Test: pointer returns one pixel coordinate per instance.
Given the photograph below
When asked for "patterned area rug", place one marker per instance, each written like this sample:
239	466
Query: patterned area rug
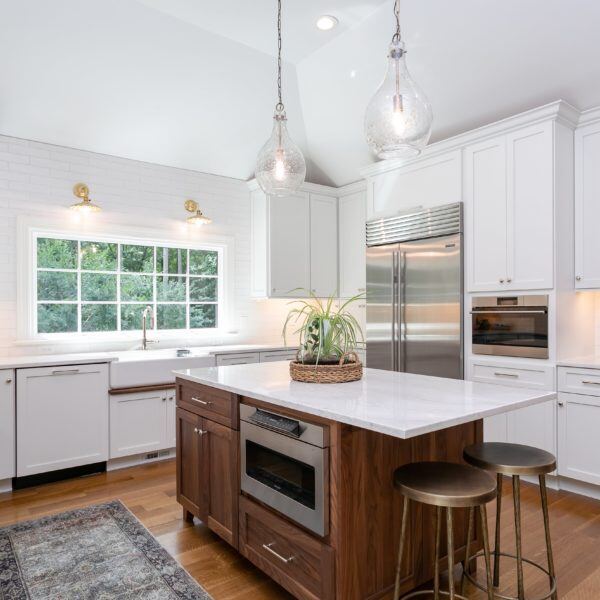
98	553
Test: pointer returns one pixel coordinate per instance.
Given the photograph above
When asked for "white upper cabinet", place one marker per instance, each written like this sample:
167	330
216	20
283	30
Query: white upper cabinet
423	183
509	193
323	245
289	245
485	194
62	417
294	245
7	424
530	207
587	206
353	216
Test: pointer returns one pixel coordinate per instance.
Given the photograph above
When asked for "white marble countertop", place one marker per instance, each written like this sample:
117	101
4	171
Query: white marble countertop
583	362
80	358
398	404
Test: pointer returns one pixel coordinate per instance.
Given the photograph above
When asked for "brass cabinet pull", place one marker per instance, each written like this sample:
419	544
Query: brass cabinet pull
268	548
203	402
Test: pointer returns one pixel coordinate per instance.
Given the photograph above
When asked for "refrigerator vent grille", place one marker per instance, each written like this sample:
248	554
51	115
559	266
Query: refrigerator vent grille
433	222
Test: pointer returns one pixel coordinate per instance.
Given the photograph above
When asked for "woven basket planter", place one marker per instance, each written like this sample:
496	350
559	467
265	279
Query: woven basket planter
342	373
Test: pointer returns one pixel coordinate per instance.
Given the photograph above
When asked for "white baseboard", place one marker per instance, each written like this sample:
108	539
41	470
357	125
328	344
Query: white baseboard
580	487
139	459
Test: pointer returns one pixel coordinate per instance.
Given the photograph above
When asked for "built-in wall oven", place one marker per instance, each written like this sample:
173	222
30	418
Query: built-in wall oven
510	326
284	464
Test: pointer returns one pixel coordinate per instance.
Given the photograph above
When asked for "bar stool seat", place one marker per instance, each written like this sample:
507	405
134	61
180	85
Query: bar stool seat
515	460
445	485
510	459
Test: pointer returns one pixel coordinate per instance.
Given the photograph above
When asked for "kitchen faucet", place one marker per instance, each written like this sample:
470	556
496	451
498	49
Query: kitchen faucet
145	341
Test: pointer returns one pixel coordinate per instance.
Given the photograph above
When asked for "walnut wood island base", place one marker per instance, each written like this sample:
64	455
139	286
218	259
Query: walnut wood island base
357	557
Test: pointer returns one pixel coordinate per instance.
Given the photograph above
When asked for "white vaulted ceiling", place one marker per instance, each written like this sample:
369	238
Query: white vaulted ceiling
190	83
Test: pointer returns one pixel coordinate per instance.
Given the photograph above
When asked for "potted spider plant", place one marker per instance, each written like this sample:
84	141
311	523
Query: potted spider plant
329	336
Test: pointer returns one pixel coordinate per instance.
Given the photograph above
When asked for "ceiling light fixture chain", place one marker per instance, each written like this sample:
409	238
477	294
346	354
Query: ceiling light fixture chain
279	106
280	166
397	36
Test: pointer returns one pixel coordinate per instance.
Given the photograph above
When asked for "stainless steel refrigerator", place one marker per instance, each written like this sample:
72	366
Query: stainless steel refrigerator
415	292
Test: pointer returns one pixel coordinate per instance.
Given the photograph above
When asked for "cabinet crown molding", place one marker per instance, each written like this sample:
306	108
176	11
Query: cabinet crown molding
558	110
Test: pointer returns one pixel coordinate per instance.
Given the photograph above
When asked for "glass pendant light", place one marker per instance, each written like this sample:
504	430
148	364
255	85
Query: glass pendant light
280	167
398	118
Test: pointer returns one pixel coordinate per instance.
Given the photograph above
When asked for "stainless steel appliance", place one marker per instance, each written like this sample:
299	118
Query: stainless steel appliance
415	291
510	326
284	464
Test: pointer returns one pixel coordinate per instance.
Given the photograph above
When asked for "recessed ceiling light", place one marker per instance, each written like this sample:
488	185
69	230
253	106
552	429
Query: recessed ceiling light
326	22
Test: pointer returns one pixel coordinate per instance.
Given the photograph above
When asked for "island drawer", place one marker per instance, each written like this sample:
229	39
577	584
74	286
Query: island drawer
579	381
508	374
214	404
297	561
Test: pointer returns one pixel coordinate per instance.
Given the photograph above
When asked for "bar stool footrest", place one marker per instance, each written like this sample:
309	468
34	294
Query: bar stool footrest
431	593
483	588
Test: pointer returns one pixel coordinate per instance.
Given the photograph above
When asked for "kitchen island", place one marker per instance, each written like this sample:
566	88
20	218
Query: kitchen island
359	433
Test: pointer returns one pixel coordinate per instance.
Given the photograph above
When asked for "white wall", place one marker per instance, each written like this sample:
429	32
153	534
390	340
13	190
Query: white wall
36	179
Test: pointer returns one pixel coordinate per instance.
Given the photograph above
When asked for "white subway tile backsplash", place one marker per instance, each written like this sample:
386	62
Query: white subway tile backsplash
36	177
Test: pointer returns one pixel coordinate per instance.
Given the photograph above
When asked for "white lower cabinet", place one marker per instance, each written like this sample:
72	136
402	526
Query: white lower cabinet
578	427
533	425
579	424
62	417
277	355
7	424
141	422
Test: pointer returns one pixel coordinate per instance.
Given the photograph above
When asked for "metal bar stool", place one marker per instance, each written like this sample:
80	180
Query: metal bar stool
449	486
514	460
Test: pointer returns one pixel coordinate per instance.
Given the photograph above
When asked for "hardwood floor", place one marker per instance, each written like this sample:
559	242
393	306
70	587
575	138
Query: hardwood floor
149	492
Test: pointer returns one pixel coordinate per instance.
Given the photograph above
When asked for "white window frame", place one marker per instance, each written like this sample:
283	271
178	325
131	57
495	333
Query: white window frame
28	233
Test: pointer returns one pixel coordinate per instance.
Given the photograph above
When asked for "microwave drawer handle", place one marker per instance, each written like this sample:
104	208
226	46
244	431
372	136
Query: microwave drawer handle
268	548
509	312
203	402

----

**What the task requires**
Retype every entry above exactly and, please, skip the pictures.

**Reply to the exercise**
Test: pointer returns one pixel coordinate per instance.
Given the photograph below
When asked for "patterned area rug", place one marker per instance, each written like this sample:
239	466
Query: patterned area rug
98	553
Test: pointer returns one pixel coordinate per instance.
Given the photograph above
When asked for "white upper cabinet", place one marker per instance, each written like this sample:
167	330
216	20
283	30
Query: white upper cabinet
423	183
509	193
323	245
289	245
485	194
62	417
294	245
7	424
530	207
587	206
353	216
Test: pointer returns one pixel coordinate per instance.
Given the photograph above
When asked for "white marble countertop", place one marker per instance, each written like this sample:
117	101
4	171
Query: white marble countertop
583	362
80	358
398	404
Test: pointer returns one pixel coordinate per instance.
Given the photograph above
When asked for "brass cabinet pull", place one marker per instance, each written like this sample:
419	544
Query: brass cabinet pull
268	548
203	402
Test: pointer returns one pixel coordinate per instance.
Given the photograph above
When asked for "refrigerator vent grille", place one marker per instance, each written like this sample:
248	554
51	115
559	266
Query: refrigerator vent grille
433	222
Test: pointer returns one pixel coordinate per instance.
Given the photograph above
When asked for "woven basket planter", place one marker per instance, each written like this sample:
496	350
559	467
265	279
Query: woven basket planter
342	373
Test: pointer returns one pixel coordinate per instance.
Given the photograph above
When asked for "white baseboard", place one marker per instance, each written like this sample:
108	539
41	470
357	125
328	344
Query: white baseboard
580	487
139	459
Test: pointer returns one pixel coordinate per instance.
Given the photograph above
When asked for "built-in wall oven", place one marker per instance, each written like this sample:
173	222
30	418
Query: built-in wall oven
510	326
284	464
Test: pointer returns one pixel coordinate per instance.
Given the photograph above
When asked for "bar stool seat", place one marker per instance, each written like this sample:
507	405
134	61
180	85
Query: bar stool seat
515	460
445	485
510	459
Test: pointer returns one pixel coordinate per instance.
Given the photograph above
When asked for "kitchen faucet", place one marker per instance, each written like this sample:
470	556
496	451
498	49
Query: kitchen faucet
145	341
Test: pointer returns one pixel coordinate per instance.
Given the photograph above
When asked for "walnut wood island base", place one marker per instance, each written like this sample:
64	455
139	286
218	259
Query: walnut wood island base
357	557
Test: pointer returns one pixel coordinate per instance.
Given the photograph above
When asked for "white vaulted ceiling", place one marker per instance, each written like this sample:
369	238
Query: white vaulted ceiling
190	83
Test: pointer returns one pixel coordinate per instance.
Given the photograph above
When asked for "potted spider plant", place one marker per instance, each written like this sample:
84	141
311	523
Query: potted spider plant
329	336
Test: pointer returns one pixel coordinate per instance.
Given the photograph above
When asked for "ceiling light fixture chain", place one marker per instance, each written like this sample:
409	238
477	294
346	354
Query: ceiling light fixture chain
279	106
280	166
397	36
Test: pointer returns one pixel coordinate per instance.
Given the photograph above
When asked for "stainless steel refrigerator", place one marker per instance, each written like this sample:
72	366
Query: stainless steel refrigerator
415	292
Test: pointer returns one pixel coordinate per instance.
Given the photograph above
When asked for "cabinet crown molding", place one marker per instance, each written like this sample:
306	108
176	11
Query: cabinet crown molding
558	110
Test: pointer returns one pixel coordinate per instance.
Given the photograph above
When asked for "glass pendant light", place one marker per instance, each written like this sample:
504	430
148	364
255	85
Query: glass pendant light
280	167
398	118
Test: pointer returns one pixel coordinate per instance.
Given the photograph above
When asked for "stainless steel appliance", place one marker per instance, each written like this sample:
299	118
Query: stainless steel appliance
415	291
510	326
284	464
Test: pointer returns one pixel coordinate per instance.
Given the photograph above
When asked for "recessed ceiling light", place one marker per instance, each written like this sample:
488	185
69	230
253	106
552	429
Query: recessed ceiling light
326	22
Test: pointer returns one pixel coordinate per instance.
Given the photograph above
When asked for "island drawer", place one marker per instance, each written like this sample:
229	39
577	584
74	286
Query: island drawer
579	381
508	374
214	404
297	561
Test: pointer returns one pixel coordinate per instance.
Given the photograph above
When asked for "bar stool footrest", place one marker per instance, each written like this sample:
309	468
34	294
Query: bar stool footrest
431	593
483	588
Test: pointer returns one pixel coordinate per instance.
Given the photograph above
When asked for "kitchen island", place one marker per instance, each written like this sample:
566	88
20	218
Query: kitchen island
359	433
Test: pointer returns one pixel coordinate per instance.
Given the photograph above
When asked for "white wall", place one marker per instance, each written like this sample:
429	32
153	534
390	340
13	190
Query: white wall
36	179
Test: pointer returns one pixel coordinate per instance.
Given the photograph above
When asked for "white subway tile backsplash", place one marker per instance, each written like this sample:
386	62
Query: white subway tile backsplash
36	177
Test: pointer returns one pixel coordinate per instance.
Given the photograph above
When asked for "white lower cabinet", place one marker per instance, each written like this sample:
72	136
402	526
Query: white lower cabinet
578	427
533	425
579	424
62	417
277	355
7	424
141	422
Test: pointer returns one pixel coordinate per instance.
Given the photograph above
When asked for "metal bar stool", place one marker per instance, each written like this sample:
80	180
Query: metal bar stool
449	486
514	460
Test: pointer returns one pixel coordinate per instance.
Given the photograph above
When asked for "hardwood floor", place one marker per instance, each written like this sample:
559	242
393	306
70	587
575	138
Query: hardwood floor
149	492
Test: pointer returns one pixel coordinate per instance.
Given the photograph above
When asked for "white window frame", place one marker per instance, each written like this sample:
283	271
178	325
131	57
495	333
Query: white window frame
28	233
Test: pointer returns one pixel coordinate per instance.
Given the photograph above
When asked for "microwave drawer handle", place one marker per instance, each written like this sample:
104	208
226	46
244	431
372	136
Query: microwave drawer handle
268	548
509	312
203	402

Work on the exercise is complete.